* **TASK BRIEF**
List each line in the records below that contains the word "brick", copying each one in full.

* **GIVEN DATA**
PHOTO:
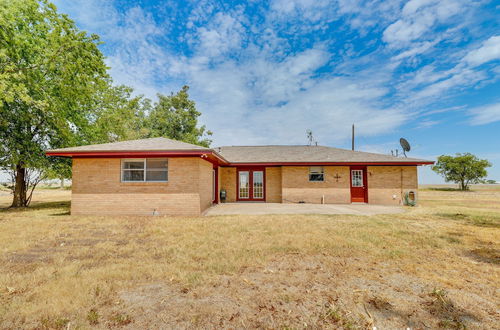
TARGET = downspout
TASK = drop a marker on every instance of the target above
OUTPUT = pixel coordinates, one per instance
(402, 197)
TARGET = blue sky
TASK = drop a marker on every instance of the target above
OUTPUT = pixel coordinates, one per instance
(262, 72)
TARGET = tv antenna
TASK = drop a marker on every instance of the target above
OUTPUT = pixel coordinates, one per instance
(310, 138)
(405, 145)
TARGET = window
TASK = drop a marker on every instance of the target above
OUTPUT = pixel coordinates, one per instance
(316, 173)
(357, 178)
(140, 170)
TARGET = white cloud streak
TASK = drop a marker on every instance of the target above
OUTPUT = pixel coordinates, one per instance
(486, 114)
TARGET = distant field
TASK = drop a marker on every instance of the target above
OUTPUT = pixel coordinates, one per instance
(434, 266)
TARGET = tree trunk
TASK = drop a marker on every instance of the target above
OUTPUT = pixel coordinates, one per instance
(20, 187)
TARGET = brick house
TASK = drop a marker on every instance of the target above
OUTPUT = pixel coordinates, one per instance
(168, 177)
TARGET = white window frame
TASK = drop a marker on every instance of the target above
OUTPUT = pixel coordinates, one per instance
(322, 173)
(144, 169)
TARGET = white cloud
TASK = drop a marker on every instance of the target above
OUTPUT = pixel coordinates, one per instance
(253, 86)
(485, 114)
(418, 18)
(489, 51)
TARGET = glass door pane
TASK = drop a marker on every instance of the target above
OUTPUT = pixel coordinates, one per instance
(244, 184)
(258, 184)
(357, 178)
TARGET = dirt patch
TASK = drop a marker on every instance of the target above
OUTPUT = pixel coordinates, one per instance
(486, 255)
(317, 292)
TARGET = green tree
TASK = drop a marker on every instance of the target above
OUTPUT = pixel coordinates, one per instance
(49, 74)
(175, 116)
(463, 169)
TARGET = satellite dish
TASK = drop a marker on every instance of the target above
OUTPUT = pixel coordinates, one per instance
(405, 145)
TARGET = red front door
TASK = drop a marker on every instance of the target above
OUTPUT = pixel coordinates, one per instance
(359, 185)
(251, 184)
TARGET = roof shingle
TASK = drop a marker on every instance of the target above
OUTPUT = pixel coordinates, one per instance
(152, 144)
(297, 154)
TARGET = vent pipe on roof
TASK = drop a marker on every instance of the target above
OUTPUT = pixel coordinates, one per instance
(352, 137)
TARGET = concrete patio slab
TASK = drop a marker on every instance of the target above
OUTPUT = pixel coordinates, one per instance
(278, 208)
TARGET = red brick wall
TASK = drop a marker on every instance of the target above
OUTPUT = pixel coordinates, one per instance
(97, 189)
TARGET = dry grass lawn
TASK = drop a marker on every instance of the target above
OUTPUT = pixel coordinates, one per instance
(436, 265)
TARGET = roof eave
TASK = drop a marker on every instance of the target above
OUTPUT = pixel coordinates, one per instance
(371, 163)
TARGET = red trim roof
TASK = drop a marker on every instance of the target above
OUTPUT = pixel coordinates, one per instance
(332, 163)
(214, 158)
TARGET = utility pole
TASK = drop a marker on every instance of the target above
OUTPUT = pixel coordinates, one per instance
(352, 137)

...

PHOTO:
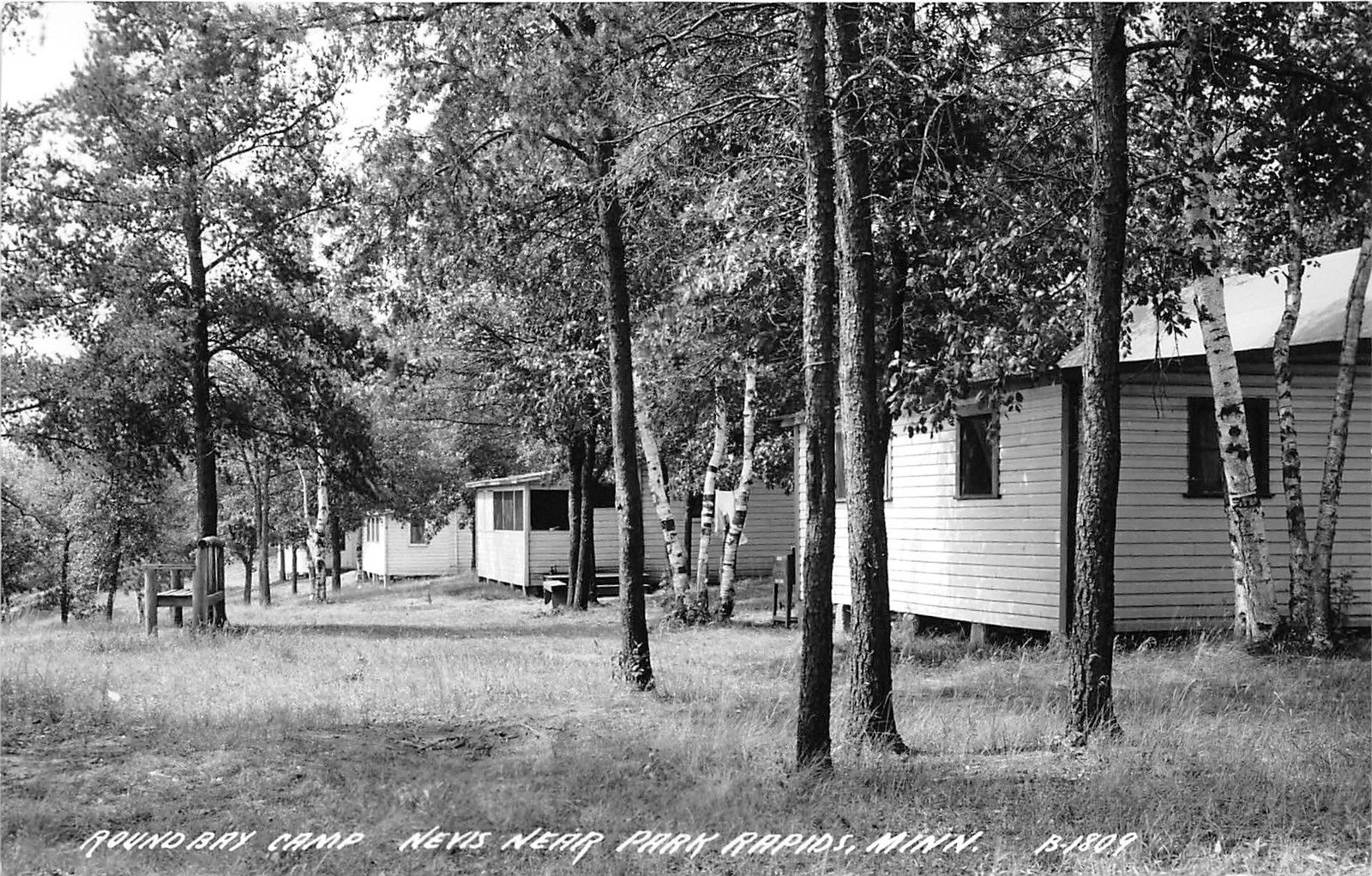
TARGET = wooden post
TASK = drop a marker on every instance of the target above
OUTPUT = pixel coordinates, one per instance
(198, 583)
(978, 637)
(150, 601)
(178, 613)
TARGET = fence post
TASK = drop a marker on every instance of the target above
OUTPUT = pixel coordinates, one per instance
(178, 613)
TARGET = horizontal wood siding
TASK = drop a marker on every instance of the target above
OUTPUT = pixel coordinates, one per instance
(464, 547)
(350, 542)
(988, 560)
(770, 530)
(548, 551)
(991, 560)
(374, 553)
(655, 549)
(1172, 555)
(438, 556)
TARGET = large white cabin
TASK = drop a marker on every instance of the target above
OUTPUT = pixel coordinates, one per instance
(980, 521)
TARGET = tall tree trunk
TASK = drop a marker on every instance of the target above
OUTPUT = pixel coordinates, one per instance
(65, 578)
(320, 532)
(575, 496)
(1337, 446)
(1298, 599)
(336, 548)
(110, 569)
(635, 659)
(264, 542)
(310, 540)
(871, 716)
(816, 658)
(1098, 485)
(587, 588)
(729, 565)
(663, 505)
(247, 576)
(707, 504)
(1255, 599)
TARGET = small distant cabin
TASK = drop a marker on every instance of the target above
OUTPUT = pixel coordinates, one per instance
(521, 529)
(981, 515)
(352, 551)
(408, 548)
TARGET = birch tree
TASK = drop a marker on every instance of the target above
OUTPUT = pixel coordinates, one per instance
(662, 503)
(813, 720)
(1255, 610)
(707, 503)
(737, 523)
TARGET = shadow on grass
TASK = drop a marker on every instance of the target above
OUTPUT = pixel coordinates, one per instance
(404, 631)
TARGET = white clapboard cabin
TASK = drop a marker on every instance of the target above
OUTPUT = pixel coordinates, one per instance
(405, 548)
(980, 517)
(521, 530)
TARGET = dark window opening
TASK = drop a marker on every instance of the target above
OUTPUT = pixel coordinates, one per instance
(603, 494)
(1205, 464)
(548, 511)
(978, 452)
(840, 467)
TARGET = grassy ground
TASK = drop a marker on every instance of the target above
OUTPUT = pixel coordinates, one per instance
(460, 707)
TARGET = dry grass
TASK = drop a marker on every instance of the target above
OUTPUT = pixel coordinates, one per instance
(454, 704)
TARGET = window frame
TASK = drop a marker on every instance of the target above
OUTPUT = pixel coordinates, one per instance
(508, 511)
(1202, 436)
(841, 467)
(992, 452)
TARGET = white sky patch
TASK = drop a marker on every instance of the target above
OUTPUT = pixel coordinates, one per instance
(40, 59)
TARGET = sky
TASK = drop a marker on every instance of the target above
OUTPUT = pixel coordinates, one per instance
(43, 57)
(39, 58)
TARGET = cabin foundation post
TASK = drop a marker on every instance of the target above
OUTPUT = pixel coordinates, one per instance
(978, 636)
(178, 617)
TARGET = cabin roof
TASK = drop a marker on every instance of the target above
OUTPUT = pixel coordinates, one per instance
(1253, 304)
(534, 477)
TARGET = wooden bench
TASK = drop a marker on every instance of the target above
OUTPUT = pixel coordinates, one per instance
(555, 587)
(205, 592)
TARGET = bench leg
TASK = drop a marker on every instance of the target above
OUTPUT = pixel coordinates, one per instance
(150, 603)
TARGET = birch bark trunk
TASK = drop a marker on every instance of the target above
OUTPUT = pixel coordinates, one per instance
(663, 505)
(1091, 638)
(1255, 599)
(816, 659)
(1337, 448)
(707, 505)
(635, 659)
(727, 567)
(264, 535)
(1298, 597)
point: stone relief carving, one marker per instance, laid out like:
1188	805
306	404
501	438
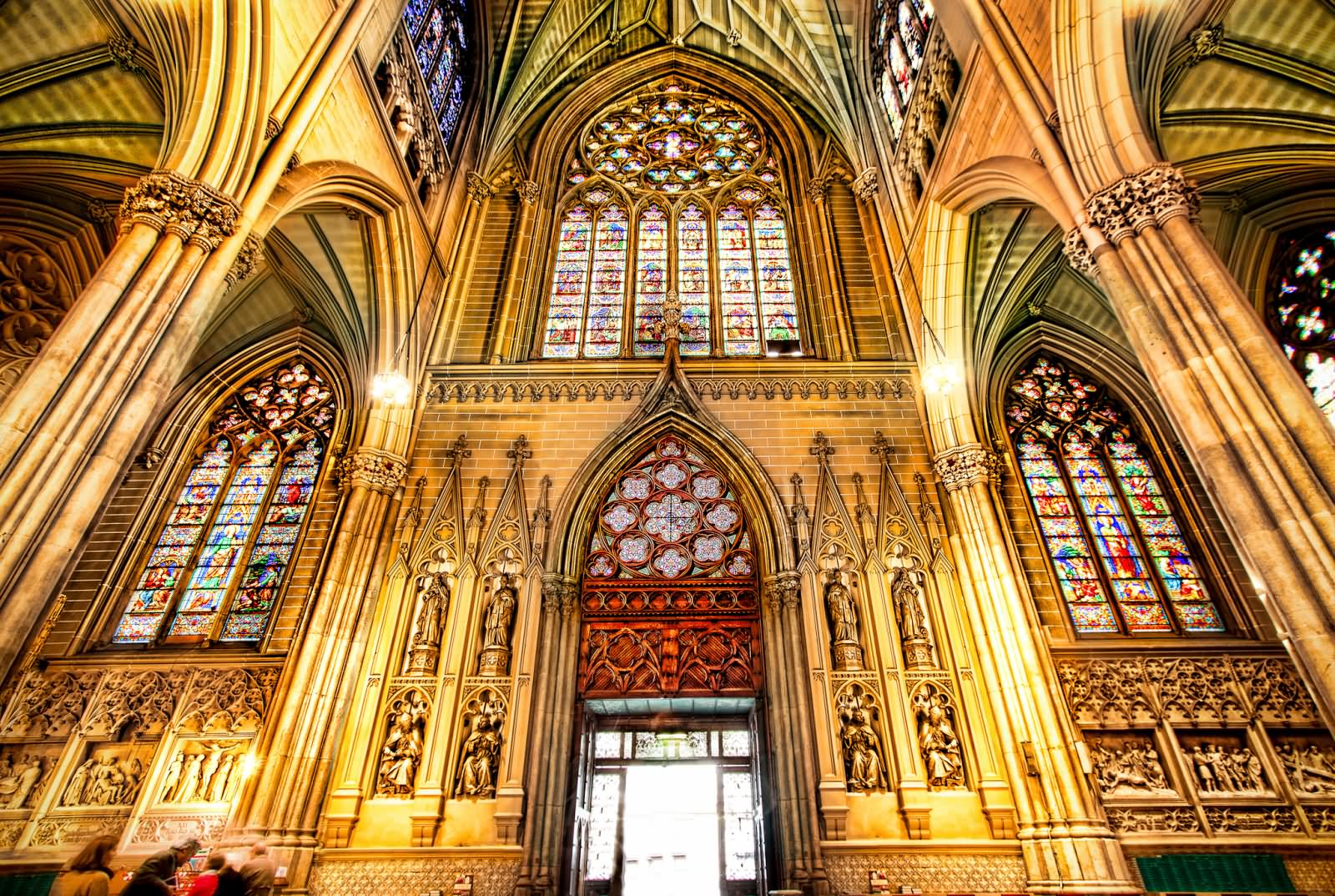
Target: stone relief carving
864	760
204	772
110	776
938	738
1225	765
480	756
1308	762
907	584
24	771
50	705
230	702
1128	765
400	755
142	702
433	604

* **FULL OUTPUT**
TARGET = brick house
TARGET = red brick wall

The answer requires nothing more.